** start SELECTED PASSAGE **

Not having Gupta at hand, I can only guess. (x_m)^2 is probably meant to
be read as
x_0^2 + x_1^2 + x_2^2 + x_3^2 (that is, the sum of x_m^2 for m = 0 to 3,
basically the commonly used Einstein summation convention)
where x_0 = ict, x_1 = x, x_2 = y, x_3 = z. There are other possibilities,
as the notation used in different books is diverse, non-standardised, and
often poorly explained.
Basically, under a Lorentz transformation, the magnitude of 4-vectors is
invariant. More generally, the scalar product of 2 4-vectors is invariant.
For 2 4-vectors a and b, we usually have
a.b = a_0 * b_0 - a_1 * b_1 - a_2 * b_2 - a_3 * b_3
or
a.b = - a_0 * b_0 + a_1 * b_1 + a_2 * b_2 + a_3 * b_3.

** end SELECTED PASSAGE **
** start SUPPLIED DATA **

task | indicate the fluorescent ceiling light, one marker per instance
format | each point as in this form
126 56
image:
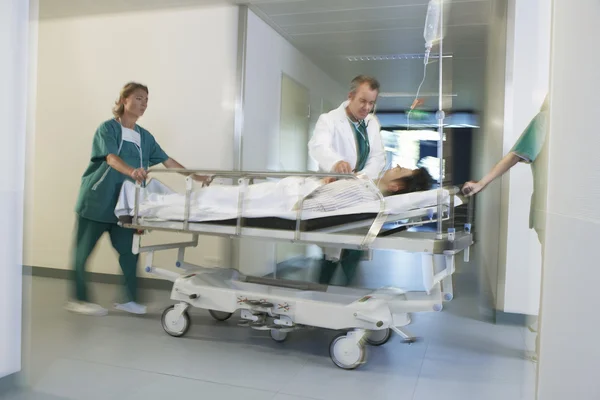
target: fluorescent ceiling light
385 57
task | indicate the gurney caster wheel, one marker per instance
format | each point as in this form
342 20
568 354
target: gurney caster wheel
379 338
346 353
175 327
278 336
220 315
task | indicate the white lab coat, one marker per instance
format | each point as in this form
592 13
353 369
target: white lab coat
334 140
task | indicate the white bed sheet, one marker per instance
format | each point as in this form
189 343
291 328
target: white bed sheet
218 203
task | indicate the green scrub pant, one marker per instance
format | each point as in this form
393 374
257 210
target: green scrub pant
349 260
88 234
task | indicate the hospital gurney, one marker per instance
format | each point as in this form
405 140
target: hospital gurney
363 316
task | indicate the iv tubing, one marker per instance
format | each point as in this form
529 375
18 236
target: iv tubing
440 116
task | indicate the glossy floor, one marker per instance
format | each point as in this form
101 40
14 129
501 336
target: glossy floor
126 357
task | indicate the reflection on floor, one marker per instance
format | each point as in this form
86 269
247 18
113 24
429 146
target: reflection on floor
125 357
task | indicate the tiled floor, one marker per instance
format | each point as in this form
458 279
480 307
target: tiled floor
126 357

** end SUPPLIED DATA **

◆ CHALLENGE:
Update the post on 4-vector notation, starting at "where x_0 = ict, x_1" and ending after "often poorly explained.", with "diverse" changed to "varied". The listing comes from a separate source.

◆ WRITTEN SOLUTION:
where x_0 = ict, x_1 = x, x_2 = y, x_3 = z. There are other possibilities,
as the notation used in different books is varied, non-standardised, and
often poorly explained.